--- start of RAW RECORDS ---

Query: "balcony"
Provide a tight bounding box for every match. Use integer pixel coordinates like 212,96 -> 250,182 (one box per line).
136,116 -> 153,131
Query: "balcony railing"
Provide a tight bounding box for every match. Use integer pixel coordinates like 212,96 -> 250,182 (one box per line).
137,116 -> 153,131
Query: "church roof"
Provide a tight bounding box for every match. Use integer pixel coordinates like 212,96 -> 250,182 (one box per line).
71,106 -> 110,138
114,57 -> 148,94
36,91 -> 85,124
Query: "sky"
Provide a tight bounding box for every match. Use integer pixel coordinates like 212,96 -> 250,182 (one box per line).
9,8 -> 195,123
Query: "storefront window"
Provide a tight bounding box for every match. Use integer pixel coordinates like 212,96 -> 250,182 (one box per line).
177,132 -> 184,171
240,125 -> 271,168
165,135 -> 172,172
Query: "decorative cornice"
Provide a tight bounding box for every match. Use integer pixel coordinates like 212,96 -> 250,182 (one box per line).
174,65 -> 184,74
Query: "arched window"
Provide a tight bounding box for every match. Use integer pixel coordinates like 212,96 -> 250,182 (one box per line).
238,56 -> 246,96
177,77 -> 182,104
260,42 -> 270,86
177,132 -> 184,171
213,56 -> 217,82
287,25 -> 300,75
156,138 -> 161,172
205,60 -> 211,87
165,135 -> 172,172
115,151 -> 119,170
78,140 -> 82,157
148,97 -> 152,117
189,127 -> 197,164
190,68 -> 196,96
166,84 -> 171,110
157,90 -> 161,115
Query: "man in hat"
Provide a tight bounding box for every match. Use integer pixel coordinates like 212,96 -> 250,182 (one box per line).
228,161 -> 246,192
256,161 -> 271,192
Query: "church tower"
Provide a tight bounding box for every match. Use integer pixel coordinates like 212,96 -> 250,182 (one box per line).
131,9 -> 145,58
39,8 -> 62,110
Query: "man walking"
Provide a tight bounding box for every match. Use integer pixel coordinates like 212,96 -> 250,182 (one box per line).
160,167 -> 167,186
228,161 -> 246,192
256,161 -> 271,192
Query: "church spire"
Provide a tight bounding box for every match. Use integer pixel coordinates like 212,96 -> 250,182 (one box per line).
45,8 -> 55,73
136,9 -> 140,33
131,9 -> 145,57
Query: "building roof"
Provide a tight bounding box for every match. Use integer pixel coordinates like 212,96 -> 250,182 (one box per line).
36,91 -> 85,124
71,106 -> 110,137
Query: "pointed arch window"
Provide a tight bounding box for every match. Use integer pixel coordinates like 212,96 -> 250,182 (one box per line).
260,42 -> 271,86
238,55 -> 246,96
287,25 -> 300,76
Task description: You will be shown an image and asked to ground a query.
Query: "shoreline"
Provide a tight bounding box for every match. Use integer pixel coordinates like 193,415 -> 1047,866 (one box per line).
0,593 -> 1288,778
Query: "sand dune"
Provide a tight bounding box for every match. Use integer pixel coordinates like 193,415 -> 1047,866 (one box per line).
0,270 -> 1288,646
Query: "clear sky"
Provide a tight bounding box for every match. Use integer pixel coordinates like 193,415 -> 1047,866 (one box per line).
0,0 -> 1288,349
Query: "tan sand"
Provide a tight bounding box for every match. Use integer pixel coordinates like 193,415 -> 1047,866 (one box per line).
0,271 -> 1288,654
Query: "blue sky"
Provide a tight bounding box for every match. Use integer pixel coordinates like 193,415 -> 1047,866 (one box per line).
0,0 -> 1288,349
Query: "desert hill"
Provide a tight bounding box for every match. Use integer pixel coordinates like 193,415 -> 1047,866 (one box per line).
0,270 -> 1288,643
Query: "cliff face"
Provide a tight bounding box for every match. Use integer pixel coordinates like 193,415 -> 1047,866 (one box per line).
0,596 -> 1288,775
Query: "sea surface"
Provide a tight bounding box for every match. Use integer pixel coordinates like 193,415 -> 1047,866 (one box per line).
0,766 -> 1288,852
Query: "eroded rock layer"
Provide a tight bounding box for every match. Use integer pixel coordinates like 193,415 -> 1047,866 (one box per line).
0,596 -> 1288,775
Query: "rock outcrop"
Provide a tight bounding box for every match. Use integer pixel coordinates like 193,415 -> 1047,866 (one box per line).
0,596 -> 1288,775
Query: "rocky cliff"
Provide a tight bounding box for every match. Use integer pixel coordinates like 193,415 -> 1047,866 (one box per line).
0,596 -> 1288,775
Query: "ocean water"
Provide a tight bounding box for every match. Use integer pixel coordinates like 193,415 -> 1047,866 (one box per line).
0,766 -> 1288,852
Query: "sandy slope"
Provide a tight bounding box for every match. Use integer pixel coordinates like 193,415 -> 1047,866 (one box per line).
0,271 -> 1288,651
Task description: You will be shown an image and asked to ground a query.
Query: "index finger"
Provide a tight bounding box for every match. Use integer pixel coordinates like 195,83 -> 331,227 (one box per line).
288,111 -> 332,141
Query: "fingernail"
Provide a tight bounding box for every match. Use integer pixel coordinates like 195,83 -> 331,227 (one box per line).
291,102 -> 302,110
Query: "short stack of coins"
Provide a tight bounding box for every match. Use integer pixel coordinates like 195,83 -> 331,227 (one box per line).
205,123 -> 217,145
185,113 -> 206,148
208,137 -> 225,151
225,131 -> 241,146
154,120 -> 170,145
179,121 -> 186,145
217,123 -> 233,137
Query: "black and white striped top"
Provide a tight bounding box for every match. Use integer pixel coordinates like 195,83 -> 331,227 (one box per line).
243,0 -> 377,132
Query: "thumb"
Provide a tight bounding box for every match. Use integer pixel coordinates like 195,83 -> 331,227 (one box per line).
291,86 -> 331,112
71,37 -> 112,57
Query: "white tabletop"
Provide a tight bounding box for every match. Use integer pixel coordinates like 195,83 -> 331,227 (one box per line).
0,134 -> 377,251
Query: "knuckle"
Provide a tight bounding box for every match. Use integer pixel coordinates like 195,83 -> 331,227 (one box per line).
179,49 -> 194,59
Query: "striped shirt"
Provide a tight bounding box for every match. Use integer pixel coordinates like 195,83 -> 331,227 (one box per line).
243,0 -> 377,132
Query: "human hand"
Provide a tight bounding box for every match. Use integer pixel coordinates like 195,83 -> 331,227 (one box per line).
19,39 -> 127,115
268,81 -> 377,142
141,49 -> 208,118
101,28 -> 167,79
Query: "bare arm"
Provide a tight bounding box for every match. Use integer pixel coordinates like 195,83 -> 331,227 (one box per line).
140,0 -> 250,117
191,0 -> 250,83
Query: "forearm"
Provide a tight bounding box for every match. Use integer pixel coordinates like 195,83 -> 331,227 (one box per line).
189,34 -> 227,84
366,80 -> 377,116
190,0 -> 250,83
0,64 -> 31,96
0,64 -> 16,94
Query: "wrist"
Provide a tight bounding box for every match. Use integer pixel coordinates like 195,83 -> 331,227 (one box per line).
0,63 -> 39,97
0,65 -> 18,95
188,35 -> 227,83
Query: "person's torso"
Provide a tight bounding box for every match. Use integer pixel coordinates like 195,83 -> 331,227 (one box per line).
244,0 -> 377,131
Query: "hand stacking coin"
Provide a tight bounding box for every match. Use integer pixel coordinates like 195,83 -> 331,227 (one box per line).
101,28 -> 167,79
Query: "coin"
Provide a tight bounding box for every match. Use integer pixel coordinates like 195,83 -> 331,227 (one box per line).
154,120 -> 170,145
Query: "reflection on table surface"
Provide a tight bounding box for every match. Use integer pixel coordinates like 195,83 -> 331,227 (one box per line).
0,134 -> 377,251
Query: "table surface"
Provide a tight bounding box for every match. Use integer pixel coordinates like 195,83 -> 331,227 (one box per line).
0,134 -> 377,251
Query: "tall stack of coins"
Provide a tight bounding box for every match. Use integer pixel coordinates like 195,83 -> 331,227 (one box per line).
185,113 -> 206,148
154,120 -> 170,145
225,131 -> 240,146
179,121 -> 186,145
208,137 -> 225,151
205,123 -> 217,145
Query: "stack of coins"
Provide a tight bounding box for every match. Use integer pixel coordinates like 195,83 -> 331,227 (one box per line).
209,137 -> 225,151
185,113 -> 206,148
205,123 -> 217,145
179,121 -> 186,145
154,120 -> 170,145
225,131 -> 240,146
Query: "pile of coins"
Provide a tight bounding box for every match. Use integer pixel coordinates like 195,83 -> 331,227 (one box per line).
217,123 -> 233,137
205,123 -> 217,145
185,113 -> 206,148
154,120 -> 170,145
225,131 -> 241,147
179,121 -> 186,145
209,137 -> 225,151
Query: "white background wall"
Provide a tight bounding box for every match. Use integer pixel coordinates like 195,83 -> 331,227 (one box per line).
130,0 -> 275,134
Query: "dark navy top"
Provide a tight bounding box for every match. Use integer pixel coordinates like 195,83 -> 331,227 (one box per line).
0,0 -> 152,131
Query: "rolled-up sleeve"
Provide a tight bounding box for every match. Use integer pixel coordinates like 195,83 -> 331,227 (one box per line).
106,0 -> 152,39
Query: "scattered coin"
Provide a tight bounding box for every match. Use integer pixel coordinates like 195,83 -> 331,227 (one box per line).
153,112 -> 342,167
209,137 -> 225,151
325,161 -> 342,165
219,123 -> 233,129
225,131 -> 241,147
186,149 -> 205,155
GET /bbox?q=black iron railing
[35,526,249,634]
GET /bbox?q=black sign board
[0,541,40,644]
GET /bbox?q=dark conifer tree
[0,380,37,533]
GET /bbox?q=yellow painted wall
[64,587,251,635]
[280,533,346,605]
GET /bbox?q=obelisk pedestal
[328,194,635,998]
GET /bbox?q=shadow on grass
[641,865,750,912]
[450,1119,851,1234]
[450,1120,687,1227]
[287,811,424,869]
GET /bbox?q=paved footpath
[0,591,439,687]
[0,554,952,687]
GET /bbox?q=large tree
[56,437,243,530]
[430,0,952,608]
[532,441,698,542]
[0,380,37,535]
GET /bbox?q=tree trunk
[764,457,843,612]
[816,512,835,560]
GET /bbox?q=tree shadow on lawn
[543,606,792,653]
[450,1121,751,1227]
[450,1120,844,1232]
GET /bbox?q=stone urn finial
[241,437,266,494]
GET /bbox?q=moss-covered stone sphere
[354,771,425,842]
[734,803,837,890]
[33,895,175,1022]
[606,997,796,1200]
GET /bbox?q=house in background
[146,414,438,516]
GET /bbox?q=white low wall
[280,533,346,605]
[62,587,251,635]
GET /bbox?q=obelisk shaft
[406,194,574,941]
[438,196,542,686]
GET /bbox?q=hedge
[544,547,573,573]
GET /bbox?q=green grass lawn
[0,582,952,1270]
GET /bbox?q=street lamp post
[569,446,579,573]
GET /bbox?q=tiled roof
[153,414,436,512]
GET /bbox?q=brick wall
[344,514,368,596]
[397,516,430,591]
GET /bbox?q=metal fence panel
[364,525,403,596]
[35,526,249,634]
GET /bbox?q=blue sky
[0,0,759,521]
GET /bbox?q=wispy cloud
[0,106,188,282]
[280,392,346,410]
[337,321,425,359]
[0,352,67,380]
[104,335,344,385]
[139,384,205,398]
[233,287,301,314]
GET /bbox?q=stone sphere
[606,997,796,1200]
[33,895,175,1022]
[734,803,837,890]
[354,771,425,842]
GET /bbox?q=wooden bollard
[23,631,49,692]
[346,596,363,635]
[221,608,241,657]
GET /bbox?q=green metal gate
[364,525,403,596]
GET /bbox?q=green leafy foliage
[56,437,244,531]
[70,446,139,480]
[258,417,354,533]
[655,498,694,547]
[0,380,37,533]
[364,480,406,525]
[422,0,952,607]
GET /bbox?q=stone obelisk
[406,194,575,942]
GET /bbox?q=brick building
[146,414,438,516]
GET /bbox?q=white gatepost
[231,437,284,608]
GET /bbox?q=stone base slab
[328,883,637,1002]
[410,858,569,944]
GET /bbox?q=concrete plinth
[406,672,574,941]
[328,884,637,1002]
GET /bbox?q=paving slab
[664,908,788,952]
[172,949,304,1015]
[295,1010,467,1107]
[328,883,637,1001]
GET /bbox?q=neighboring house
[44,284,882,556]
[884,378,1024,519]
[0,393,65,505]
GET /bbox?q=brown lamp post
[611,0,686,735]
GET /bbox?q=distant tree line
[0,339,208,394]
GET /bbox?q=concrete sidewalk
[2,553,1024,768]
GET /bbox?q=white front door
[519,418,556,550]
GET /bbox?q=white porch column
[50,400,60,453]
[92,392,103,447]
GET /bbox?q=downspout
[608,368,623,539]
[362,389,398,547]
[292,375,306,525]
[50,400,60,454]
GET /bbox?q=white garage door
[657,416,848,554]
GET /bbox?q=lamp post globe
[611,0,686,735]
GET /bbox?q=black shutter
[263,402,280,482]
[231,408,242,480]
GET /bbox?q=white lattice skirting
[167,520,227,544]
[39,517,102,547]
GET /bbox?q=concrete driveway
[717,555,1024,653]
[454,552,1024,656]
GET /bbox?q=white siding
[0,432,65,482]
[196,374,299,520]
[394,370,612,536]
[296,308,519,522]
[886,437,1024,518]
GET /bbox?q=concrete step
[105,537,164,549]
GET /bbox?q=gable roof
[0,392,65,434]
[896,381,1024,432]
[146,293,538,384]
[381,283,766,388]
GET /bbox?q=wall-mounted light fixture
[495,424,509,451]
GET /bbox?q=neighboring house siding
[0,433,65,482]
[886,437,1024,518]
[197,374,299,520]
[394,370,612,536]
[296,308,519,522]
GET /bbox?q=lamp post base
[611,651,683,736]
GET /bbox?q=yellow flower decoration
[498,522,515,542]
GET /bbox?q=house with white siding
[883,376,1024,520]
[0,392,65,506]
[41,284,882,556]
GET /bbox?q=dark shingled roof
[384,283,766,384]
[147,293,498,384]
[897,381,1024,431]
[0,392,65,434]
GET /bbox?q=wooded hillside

--- end of RAW RECORDS ---

» **AIM**:
Turn the items above, from their first line up to and including the line that contains "174,65 -> 184,74", into a numbered list, leaving out any blank lines.

» **THE OUTPUT**:
1. Query: "balcony"
2. Provide a tight bounding box for every match. Use integer pixel coordinates like 212,96 -> 250,182 (one box per line).
3. 136,116 -> 153,131
4. Query: "balcony railing"
5. Provide a tight bounding box for every match. Use integer pixel coordinates like 212,96 -> 250,182 (one box per line).
6. 137,116 -> 153,131
7. Query: "church roof"
8. Provide a tight bounding box for every match. Use integer pixel coordinates like 212,96 -> 250,182 (one box per line).
9. 71,106 -> 110,138
10. 114,57 -> 148,94
11. 36,91 -> 85,124
12. Query: "sky"
13. Provide a tight bounding box for every match. Use integer pixel coordinates like 212,96 -> 250,182 (one box per line).
14. 9,8 -> 195,123
15. Query: "storefront window"
16. Provide a tight bounding box for every match. Use integer pixel coordinates like 212,96 -> 250,182 (one box per line).
17. 177,132 -> 184,171
18. 240,125 -> 271,168
19. 165,135 -> 172,172
20. Query: "decorative cornice"
21. Provide a tight bounding box for every match. Use integer pixel coordinates like 212,96 -> 250,182 (one box per line).
22. 174,65 -> 184,74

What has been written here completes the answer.